>> start Material to process

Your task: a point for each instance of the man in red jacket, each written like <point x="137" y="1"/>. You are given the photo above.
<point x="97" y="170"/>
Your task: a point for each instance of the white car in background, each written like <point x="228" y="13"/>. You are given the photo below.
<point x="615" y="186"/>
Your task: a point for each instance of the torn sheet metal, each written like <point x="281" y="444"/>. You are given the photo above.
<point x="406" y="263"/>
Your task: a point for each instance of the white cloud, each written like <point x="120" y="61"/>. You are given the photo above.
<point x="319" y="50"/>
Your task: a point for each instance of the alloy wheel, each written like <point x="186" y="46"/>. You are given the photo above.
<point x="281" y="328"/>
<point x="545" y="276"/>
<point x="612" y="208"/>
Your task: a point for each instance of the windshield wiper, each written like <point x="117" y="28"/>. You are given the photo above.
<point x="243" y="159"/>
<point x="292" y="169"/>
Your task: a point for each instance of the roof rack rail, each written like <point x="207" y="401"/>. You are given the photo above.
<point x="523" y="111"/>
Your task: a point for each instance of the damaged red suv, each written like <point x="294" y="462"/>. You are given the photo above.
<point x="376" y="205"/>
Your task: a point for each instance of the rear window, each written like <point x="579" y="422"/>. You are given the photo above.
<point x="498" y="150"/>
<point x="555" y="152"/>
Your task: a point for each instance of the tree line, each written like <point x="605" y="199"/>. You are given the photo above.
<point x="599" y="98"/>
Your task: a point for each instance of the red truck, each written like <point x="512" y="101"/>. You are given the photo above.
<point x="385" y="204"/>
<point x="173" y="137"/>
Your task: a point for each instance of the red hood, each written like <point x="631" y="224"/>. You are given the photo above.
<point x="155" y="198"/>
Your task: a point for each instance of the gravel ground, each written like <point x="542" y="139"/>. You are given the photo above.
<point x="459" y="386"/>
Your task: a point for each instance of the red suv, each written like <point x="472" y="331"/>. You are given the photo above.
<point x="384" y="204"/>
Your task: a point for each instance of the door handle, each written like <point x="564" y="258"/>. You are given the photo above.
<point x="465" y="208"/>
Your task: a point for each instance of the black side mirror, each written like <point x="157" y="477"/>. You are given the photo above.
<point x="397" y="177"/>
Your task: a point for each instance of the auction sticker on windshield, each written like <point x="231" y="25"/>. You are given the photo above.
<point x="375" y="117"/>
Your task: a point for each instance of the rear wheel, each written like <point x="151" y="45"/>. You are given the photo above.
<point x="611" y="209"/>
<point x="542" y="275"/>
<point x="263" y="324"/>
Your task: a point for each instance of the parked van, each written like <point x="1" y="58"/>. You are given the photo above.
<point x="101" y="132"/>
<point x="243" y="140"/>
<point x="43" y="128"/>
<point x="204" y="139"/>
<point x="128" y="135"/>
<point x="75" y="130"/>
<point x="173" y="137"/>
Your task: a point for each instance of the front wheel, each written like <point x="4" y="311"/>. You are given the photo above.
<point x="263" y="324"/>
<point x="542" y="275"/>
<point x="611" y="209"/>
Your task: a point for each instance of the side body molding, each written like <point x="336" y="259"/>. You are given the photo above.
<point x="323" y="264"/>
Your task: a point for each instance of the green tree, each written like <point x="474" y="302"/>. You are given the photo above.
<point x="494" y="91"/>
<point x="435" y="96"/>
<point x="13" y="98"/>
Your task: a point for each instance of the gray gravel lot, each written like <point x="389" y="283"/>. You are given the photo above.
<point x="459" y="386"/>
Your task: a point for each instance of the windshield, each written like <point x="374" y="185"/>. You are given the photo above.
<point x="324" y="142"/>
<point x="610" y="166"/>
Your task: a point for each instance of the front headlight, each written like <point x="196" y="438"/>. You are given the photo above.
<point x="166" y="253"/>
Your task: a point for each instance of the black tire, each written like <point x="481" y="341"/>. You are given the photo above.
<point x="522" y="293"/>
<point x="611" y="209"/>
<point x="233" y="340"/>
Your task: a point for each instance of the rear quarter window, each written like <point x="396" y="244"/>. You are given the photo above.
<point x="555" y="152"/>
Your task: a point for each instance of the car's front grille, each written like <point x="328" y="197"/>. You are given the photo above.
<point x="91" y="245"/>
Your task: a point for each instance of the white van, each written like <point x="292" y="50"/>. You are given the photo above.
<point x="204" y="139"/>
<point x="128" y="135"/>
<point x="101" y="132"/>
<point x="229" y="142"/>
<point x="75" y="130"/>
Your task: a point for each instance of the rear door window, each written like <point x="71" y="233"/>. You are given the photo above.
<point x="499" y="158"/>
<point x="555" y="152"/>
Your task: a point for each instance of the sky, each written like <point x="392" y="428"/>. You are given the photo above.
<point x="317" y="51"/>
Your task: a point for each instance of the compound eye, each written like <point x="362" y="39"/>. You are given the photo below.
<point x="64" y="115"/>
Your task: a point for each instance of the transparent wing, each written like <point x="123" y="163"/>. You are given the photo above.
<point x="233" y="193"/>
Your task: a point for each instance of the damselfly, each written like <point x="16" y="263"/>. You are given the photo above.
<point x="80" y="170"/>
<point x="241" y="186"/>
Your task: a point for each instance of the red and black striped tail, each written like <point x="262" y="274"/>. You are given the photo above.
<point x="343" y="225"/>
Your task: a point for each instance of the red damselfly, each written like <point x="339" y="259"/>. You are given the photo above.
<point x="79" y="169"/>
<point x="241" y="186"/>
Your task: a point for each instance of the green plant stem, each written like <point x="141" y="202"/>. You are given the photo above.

>> end Material to process

- _Stated exercise_
Look above for the line containing "Your task: a point for each instance of the rear door"; copy from it through the last line, exactly, and nothing more.

- _Exercise result_
Your task: a point for each instance of the rear door window, each written like <point x="71" y="233"/>. You are given the photo above.
<point x="499" y="158"/>
<point x="555" y="152"/>
Your task: a point for each instance of the sky, each written like <point x="392" y="428"/>. You are given the photo above.
<point x="317" y="51"/>
Your task: a point for each instance of the compound eye, each written like <point x="362" y="39"/>. You are given the photo below.
<point x="64" y="115"/>
Your task: a point for each instance of the transparent wing, each written like <point x="123" y="163"/>. You are given the photo above.
<point x="233" y="193"/>
Your task: a point for each instance of the damselfly, each written like <point x="16" y="263"/>. You are given the photo above.
<point x="80" y="170"/>
<point x="241" y="186"/>
Your task: a point for each instance of the red and black striped tail, each written like <point x="262" y="274"/>. You are given the photo above.
<point x="343" y="225"/>
Your task: a point for each instance of the red damselfly, each written like <point x="339" y="259"/>. You are given the photo above.
<point x="79" y="169"/>
<point x="241" y="186"/>
Your task: a point for each instance of the green plant stem, each written like <point x="141" y="202"/>. You are given the photo above.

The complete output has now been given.